### Input data
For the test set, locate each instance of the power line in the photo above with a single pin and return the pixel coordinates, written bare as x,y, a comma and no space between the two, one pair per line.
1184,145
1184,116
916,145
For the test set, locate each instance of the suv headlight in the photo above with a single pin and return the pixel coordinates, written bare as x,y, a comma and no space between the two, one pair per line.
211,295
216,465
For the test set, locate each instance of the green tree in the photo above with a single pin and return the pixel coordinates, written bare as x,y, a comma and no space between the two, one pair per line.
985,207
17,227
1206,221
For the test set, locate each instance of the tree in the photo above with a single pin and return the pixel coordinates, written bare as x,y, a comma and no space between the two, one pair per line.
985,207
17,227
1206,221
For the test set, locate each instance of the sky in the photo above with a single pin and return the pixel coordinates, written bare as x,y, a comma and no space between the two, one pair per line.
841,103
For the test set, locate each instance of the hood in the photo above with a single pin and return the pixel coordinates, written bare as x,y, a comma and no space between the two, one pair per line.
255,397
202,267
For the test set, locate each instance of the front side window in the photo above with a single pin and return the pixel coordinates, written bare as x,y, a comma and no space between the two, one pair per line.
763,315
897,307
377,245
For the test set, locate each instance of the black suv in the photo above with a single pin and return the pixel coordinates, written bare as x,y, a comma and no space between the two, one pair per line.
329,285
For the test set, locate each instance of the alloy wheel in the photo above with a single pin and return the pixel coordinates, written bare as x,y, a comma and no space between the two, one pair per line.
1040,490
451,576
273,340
######
*Task details*. Please format every line of the records above as a JSON list of strings, one string per line, and leave out any blank lines.

*Result of this exercise*.
[
  "For the test set, locate each instance of the power line in the photo above with a single pin and return the pixel coordinates, written bare as x,y, a comma and no space between the two, one pair per line.",
  "1184,145",
  "1184,116",
  "916,145",
  "For the test set, locate each instance of the suv headlight in the photo above with a single pin and return the pixel coordinates, written bare as x,y, a comma and no space between the two, one pair per line.",
  "211,295",
  "216,465",
  "For the test set, locate each instance of the green tree in the photo above with a single pin and return the pixel coordinates, written bare as x,y, a comma and no space between the two, one pair per line.",
  "985,207",
  "17,227",
  "1206,221",
  "For the test set, locate each instance of the tree in the photo above with a single pin and return the pixel coordinates, written bare as x,y, a comma and no space between the two, one pair per line.",
  "985,207",
  "17,227",
  "1206,221",
  "For the test set, locate each instance of the sky in the photo above with a single pin and return the pixel coordinates, written bare as x,y, a comma and no space between the two, one pair per line.",
  "841,103",
  "For the test set, locate each instance of the hood in the photo above with a single pin and return the pixel coordinates, written bare as x,y, a comma and no space between the two, one pair per line.",
  "255,397",
  "202,267",
  "For the test set, locate each instance of the front side window in the photo above with a single pin and return the pixel coordinates, written bare as x,y, a comma and no space between the two, one pair per line.",
  "763,315",
  "897,307",
  "377,245",
  "For the test set, locate each instance of the black suv in the photo above with a single pin and return the pixel coordinates, written bare as x,y, a comma and no space between the two, one pair per line.",
  "329,285",
  "For the test set, locate each instance of the alloy wheel in the photo above with a single pin and return the pixel coordinates, written bare as x,y, a comma and no space between the two, one pair per line.",
  "1040,490",
  "451,576",
  "273,340"
]